Dataset excerpts on object pointing
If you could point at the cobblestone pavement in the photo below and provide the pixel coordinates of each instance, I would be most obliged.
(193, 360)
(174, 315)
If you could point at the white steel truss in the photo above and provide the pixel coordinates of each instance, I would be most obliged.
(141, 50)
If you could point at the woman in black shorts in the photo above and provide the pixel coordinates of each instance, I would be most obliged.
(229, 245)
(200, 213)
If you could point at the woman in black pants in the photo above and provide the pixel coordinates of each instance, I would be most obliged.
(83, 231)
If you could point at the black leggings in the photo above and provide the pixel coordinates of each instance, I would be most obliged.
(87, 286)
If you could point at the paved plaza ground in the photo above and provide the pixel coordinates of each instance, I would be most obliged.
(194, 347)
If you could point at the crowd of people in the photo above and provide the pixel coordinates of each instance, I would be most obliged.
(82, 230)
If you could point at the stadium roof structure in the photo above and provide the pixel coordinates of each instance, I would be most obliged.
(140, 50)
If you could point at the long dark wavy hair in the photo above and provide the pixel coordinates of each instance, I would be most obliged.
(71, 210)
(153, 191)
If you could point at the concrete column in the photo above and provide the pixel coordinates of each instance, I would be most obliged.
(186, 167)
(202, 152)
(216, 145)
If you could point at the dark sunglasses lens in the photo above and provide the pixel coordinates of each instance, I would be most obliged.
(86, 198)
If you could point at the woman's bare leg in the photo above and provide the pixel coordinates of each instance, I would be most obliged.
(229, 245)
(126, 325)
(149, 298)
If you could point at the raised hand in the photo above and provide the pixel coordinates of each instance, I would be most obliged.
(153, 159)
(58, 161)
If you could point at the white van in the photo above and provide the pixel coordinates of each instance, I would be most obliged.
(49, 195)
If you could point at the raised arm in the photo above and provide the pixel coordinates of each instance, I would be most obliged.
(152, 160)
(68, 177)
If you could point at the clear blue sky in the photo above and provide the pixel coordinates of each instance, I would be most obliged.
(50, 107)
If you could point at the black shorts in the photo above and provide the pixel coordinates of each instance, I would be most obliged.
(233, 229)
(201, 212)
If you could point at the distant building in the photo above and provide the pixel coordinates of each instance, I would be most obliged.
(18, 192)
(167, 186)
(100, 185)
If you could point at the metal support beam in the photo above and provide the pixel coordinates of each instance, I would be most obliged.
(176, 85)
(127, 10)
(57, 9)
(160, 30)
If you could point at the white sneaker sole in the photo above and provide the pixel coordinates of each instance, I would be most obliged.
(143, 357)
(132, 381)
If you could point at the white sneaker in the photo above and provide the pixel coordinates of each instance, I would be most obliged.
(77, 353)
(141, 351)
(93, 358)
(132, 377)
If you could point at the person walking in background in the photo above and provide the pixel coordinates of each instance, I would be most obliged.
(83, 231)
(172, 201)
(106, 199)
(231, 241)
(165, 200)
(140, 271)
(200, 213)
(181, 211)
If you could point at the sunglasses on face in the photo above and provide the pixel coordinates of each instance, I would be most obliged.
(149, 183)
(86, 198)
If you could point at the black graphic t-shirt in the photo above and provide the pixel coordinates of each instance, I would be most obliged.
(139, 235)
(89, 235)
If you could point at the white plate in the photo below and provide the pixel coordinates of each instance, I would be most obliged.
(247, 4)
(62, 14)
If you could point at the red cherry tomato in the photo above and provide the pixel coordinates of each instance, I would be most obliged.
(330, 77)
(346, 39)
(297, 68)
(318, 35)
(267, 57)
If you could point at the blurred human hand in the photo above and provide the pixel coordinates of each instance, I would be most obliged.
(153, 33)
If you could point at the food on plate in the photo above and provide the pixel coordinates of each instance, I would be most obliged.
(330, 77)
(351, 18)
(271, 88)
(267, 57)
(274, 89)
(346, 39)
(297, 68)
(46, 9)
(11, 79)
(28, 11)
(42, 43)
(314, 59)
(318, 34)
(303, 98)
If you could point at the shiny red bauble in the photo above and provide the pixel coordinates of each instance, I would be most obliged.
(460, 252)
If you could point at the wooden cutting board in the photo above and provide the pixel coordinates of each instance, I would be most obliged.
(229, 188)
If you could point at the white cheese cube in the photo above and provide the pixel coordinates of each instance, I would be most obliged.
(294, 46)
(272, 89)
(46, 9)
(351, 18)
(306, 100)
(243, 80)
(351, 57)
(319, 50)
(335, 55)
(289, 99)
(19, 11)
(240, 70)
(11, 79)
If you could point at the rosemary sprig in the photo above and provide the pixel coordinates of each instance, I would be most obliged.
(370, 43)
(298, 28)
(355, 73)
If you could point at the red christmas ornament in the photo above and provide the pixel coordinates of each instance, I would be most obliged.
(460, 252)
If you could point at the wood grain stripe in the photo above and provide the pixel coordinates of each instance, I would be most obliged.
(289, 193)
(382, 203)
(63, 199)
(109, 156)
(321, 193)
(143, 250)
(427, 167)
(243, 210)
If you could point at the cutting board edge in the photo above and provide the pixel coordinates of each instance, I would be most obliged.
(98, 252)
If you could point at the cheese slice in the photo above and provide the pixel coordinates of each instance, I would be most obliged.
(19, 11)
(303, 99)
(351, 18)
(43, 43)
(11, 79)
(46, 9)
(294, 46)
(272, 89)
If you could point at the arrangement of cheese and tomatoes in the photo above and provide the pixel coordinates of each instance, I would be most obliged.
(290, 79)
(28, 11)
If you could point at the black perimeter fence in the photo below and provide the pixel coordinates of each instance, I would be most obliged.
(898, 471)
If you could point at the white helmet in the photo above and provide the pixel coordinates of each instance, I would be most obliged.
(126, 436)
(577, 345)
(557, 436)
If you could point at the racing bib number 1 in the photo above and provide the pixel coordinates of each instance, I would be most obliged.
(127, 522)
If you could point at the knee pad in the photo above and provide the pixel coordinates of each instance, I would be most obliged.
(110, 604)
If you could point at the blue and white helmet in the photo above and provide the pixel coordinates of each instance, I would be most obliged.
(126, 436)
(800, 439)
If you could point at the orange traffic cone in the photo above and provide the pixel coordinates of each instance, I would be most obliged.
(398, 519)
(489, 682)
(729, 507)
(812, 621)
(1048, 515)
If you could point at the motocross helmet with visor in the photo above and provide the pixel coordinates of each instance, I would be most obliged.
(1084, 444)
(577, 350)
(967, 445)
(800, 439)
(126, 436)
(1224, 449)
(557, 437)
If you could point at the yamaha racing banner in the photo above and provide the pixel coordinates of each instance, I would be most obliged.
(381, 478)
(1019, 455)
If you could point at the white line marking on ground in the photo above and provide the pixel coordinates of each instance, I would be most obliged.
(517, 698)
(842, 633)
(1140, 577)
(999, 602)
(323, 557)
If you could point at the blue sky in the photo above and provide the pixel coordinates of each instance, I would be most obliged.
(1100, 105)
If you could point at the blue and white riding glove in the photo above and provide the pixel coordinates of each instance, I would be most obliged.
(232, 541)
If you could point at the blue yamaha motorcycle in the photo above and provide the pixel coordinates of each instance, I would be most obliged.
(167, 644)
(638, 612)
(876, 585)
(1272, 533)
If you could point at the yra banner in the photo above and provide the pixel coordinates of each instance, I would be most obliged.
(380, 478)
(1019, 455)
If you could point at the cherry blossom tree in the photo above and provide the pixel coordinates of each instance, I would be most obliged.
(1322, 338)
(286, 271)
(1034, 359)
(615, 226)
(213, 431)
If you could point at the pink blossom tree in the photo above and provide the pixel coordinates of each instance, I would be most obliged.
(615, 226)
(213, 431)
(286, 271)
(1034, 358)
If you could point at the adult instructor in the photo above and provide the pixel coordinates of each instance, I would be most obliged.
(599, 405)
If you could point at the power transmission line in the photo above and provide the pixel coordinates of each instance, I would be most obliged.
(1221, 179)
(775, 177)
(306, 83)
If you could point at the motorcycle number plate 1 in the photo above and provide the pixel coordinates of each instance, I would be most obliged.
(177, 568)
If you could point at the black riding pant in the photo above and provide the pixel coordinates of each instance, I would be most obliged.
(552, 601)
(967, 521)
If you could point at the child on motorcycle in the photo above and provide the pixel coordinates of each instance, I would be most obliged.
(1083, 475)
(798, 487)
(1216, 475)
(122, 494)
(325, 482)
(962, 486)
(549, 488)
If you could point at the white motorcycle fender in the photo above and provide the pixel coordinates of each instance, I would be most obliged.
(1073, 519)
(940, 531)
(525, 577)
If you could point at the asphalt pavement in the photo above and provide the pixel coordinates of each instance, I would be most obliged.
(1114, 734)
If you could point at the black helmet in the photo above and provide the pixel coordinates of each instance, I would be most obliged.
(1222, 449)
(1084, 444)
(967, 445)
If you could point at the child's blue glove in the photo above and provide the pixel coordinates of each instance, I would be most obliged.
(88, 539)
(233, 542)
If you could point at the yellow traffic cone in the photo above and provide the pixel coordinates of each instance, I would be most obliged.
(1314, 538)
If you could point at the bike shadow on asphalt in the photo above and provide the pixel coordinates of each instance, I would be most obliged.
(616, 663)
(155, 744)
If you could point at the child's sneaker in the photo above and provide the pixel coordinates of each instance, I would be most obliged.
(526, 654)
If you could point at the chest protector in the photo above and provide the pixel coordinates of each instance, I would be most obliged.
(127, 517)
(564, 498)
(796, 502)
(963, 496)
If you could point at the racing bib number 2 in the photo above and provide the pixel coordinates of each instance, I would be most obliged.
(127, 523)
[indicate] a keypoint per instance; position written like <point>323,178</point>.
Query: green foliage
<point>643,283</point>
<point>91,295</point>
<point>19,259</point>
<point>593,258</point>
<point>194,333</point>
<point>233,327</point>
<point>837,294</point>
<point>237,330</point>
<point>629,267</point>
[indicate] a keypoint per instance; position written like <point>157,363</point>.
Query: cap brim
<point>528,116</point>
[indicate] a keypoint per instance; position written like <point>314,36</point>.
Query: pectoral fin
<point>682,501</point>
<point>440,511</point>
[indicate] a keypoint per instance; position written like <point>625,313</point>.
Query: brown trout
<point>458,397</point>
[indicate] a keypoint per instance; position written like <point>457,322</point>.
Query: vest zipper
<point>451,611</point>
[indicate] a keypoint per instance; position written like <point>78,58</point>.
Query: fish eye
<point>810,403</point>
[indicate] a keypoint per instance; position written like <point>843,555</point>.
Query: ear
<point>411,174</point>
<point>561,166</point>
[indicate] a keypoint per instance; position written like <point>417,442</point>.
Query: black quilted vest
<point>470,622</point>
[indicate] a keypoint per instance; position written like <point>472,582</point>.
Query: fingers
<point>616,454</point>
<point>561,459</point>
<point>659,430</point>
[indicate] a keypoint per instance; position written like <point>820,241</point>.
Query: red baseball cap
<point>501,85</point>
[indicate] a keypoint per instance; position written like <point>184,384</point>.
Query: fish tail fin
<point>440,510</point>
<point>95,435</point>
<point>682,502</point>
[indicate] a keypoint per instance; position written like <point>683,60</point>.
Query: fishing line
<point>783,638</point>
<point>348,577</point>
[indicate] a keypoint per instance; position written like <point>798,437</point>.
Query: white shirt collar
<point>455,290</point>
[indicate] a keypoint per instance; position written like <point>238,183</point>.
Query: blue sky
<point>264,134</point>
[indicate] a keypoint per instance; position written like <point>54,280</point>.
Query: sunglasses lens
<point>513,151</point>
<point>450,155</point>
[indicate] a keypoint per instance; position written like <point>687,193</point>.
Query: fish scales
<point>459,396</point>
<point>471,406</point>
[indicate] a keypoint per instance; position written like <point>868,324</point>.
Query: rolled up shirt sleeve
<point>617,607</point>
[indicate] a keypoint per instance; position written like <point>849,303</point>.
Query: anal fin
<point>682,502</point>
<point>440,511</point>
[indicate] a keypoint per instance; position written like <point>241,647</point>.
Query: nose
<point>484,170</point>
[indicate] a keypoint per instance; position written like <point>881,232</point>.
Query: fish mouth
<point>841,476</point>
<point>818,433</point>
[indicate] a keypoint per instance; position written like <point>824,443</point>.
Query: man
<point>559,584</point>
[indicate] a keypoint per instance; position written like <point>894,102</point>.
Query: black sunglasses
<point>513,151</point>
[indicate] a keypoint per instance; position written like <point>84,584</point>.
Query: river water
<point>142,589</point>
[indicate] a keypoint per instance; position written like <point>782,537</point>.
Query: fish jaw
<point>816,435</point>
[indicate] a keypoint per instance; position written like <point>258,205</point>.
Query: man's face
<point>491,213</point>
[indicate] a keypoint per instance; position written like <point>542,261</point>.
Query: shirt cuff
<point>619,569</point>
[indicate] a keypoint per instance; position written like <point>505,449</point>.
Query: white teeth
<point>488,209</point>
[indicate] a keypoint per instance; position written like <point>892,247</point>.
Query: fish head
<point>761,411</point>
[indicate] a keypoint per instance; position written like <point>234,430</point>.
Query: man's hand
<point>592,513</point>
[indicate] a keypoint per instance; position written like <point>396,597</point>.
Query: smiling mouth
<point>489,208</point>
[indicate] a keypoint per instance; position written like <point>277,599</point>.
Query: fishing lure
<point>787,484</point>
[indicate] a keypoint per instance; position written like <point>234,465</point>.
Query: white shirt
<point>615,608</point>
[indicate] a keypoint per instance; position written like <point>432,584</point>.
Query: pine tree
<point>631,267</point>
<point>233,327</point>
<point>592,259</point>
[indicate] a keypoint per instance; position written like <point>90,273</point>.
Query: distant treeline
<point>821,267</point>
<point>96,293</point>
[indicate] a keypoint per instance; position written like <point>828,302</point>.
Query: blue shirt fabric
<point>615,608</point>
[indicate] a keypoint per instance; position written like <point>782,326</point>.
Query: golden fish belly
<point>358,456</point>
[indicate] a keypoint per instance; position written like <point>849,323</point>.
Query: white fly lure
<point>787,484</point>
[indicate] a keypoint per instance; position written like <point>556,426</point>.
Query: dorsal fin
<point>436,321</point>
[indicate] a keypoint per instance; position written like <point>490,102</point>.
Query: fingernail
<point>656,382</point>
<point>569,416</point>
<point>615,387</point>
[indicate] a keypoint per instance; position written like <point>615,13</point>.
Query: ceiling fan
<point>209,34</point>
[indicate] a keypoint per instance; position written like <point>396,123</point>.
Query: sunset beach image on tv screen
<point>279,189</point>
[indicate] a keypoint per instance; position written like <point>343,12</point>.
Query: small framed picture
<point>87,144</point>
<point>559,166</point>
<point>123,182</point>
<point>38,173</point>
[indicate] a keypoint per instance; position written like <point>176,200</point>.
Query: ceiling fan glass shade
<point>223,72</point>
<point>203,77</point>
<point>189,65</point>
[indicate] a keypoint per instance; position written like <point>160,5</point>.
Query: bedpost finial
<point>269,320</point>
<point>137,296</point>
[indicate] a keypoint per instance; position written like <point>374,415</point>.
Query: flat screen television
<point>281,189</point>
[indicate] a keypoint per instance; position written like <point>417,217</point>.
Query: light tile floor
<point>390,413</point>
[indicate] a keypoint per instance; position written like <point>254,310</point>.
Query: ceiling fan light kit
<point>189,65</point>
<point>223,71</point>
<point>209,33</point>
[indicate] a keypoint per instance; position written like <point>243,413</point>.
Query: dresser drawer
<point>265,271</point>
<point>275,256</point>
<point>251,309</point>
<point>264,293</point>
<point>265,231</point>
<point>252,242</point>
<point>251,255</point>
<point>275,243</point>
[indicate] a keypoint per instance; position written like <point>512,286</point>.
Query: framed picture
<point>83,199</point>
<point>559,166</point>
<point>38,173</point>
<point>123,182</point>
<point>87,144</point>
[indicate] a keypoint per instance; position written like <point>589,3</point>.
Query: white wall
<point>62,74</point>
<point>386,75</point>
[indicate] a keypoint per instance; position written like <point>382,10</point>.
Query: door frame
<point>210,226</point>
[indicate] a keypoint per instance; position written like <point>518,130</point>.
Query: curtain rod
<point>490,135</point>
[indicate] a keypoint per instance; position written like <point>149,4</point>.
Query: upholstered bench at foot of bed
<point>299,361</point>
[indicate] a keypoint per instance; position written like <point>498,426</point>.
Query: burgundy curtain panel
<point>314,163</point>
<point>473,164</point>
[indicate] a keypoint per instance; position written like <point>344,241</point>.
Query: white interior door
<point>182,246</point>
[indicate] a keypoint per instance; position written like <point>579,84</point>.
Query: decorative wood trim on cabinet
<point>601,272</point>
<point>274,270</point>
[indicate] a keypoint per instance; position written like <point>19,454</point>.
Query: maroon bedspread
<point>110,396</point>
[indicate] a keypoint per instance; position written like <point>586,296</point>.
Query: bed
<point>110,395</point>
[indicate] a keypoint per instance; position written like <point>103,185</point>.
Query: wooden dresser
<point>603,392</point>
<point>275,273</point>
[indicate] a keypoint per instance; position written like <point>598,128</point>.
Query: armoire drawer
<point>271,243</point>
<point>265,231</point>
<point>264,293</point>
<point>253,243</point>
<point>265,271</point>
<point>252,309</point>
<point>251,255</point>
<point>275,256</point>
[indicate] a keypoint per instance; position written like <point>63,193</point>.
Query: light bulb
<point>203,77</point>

**Exercise**
Rewrite the records from the line with "written like <point>432,584</point>." up to and including the line with "<point>358,456</point>", swapping "pine tree" for "fir tree" and leaving everything else unchanged.

**Complete answer**
[indicate] a keypoint per instance; position written like <point>432,584</point>.
Query: fir tree
<point>631,267</point>
<point>233,327</point>
<point>592,259</point>
[indicate] a keypoint per instance; position written like <point>90,273</point>.
Query: distant treeline
<point>821,267</point>
<point>96,293</point>
[indicate] a keypoint per instance; position written like <point>828,302</point>.
Query: blue shirt fabric
<point>615,608</point>
[indicate] a keypoint per instance; position written like <point>782,326</point>.
Query: golden fish belly
<point>358,456</point>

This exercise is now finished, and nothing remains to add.